* WHAT IS EXPECTED *
From the text below, extract everything that contains the string "line", copying each match in full.

* DATA TO USE *
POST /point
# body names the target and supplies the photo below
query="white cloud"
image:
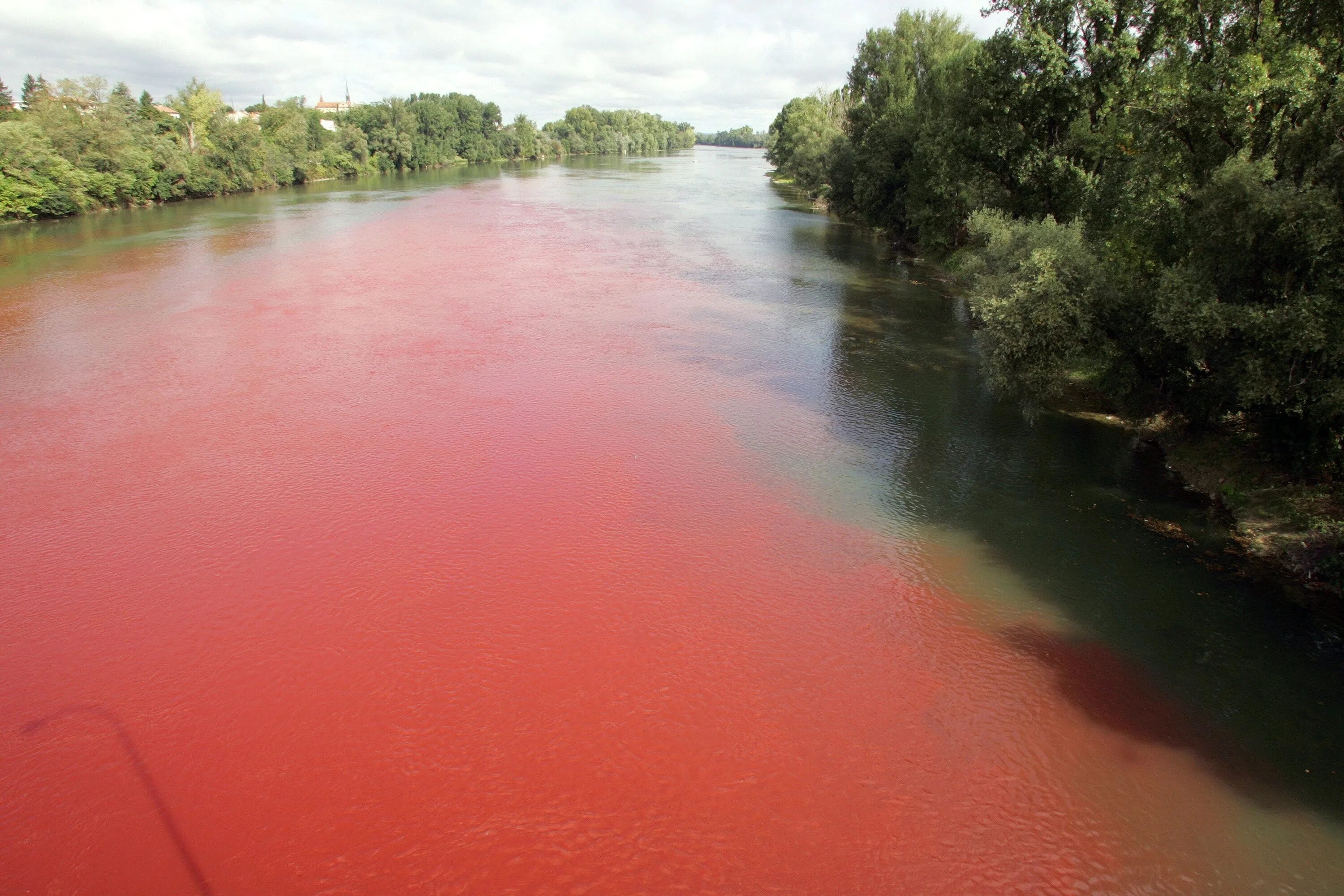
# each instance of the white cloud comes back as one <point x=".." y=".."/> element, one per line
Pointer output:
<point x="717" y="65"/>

--

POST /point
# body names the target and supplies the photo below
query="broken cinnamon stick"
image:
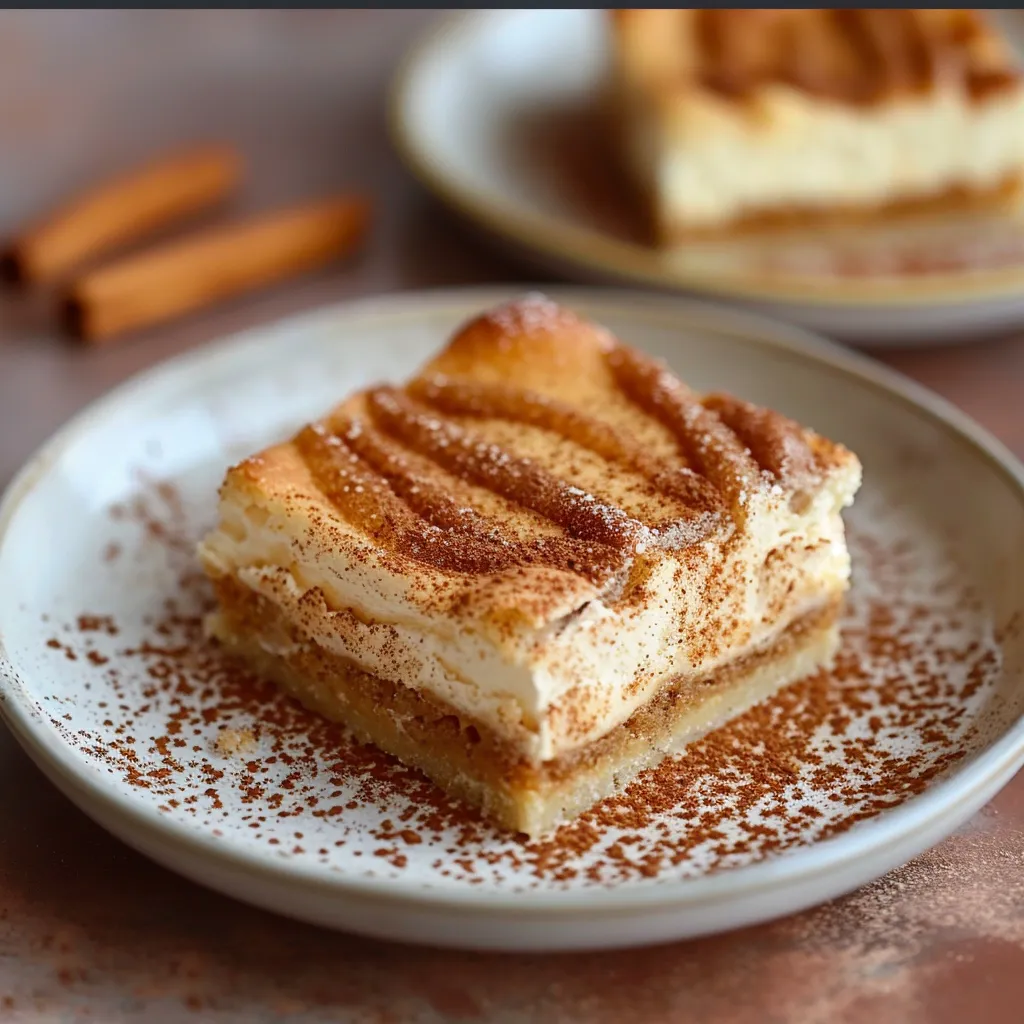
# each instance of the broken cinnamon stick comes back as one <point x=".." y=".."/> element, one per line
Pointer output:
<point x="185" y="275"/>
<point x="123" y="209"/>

* RESULT FOR THIS TASK *
# each instance of the white cloud comes back as one <point x=".." y=".."/> element, one per line
# each instance of the broken cinnamon stick comes back as one <point x=".." y=".."/> element, one per line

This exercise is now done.